_GIVEN TEXT_
■ ■ ■ ■ ■ ■ ■

GAZIANTEP, Turkey — In a provincial town previously known for its nuts, Byzantine fortress, and Ottoman souk, shiny trailers now nestle among the pistachio groves. Smugglers, businessmen, Western aid workers, and Turkish police greet each other with warm familiarity. Hundreds of trucks loaded with food baskets, tents, and other essentials hurtle out of town every day, headed for the nearby Kilis crossing on the rebel-controlled border to Syria.
In 2012, as the Syrian civil war escalated into the deadliest conflict of our day, a pop-up humanitarian aid city sprang up here virtually overnight. There’s a sparkling refugee camp and a busy shuttle bus service for Syrians; an army of humanitarian workers operates hundreds of millions of dollars worth of programs out of offices kitted out with particleboard furniture. Syrian aid workers can attend their choice of international “capacity building” conferences, which teach them human-resources tricks while doubling as rest and relaxation from the war that is gutting their country.

■ ■ ■ ■ ■ ■ ■

_EXTRACTED INFORMATION_
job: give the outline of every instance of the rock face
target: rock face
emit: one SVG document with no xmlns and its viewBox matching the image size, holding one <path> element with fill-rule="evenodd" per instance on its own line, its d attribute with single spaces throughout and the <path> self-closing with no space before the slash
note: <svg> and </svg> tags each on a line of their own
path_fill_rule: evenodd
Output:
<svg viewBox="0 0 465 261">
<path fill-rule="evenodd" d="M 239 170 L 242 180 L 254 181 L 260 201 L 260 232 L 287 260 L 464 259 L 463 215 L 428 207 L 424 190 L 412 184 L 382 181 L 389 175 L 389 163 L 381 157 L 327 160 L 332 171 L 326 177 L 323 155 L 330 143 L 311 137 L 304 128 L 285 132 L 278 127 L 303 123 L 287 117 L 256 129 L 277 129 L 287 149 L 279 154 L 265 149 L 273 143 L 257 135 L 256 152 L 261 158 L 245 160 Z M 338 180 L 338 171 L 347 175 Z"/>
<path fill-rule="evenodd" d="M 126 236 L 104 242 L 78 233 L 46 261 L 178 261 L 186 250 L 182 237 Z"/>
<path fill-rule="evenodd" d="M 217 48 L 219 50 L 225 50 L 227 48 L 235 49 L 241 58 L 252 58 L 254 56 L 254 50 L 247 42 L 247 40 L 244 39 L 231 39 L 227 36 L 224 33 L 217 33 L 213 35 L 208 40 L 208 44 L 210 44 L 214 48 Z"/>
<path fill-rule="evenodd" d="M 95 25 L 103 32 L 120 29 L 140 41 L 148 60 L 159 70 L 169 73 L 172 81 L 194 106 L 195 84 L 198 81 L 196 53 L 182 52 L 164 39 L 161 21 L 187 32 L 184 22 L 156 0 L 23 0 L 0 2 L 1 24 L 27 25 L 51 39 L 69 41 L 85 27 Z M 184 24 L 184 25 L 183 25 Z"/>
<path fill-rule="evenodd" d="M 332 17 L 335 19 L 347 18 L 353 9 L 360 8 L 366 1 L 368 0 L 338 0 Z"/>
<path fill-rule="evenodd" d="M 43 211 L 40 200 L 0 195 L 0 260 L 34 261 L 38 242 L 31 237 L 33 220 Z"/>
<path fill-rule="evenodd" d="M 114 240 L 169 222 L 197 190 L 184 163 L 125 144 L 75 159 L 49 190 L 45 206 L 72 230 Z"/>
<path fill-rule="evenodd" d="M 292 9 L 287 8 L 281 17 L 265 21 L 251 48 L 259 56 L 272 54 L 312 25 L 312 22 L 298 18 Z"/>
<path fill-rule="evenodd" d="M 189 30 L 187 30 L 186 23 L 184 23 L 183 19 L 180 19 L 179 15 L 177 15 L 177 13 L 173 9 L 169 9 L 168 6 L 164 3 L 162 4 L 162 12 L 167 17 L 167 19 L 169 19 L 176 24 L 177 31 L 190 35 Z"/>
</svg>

■ ■ ■ ■ ■ ■ ■

_TASKS AND EXERCISES_
1. What crossing do the trucks leaving town each day head for, according to the Gaziantep article?
2. Retype the stretch of the Gaziantep article from "GAZIANTEP, Turkey —" through "border to Syria.".
3. Write what comes next in the Gaziantep article, picking up after its final sentence.
The records are separate from the Gaziantep article and not part of it.

_RESPONSES FOR EACH TASK_
1. The nearby Kilis crossing on the rebel-controlled border to Syria.

2.
GAZIANTEP, Turkey — In a provincial town previously known for its nuts, Byzantine fortress, and Ottoman souk, shiny trailers now nestle among the pistachio groves. Smugglers, businessmen, Western aid workers, and Turkish police greet each other with warm familiarity. Hundreds of trucks loaded with food baskets, tents, and other essentials hurtle out of town every day, headed for the nearby Kilis crossing on the rebel-controlled border to Syria.

3.
The town has become a showcase for a generation’s worth of learning about wartime aid. After the wars in Darfur, Afghanistan, Somalia, Bosnia, and Rwanda, aid groups and the governments that fund them refined their approaches, drawing lessons and crafting new tactics. As a result, messy as the Syrian conflict is, aid here has been a considerable success. International groups have continued to deliver vital food to areas that have switched hands over and over. Building on past experience with the Taliban, they’ve figured out how to help people living under the rule of militant Al Qaeda offshoots. Though an estimated 160,000 have died, the famine and epidemics predicted early in the conflict have, so far, failed to materialize.
Even so, many Syrians are still deeply unhappy with the aid effort here. “What is happening here will be a black mark for the world. It has nothing to do with humanitarianism,” said Sheikh Towfik, a lifelong farmer in Aleppo Province who since the war began has commanded an antigovernment militia called the Noureddin Zinky Brigade.
At the source of the tension is the political decision by the most important aid power of them all, the gargantuan United Nations agencies, to work with only one side of the conflict: the government of Bashar Assad. To preserve access to the Syrian capital of Damascus and avoid the risk of retribution, the UN aid agencies abide by Assad’s rules inside Syria, funneling funds through his bureaucracy and delivering aid only to the areas he permits.
Aid groups always face criticism in conflicts and natural disasters, the most piercing often from within their own ranks. But in Syria, the relatively effective technical response has intensified the focus on the political calculations of the aid industry and its overarching impact on the conflict. Even aid that seems impartial, like the food and blankets distributed by Western groups over the Turkish border, arguably extends the war, by taking good enough care of civilians that militants and the government are free to pour their resources into fighting.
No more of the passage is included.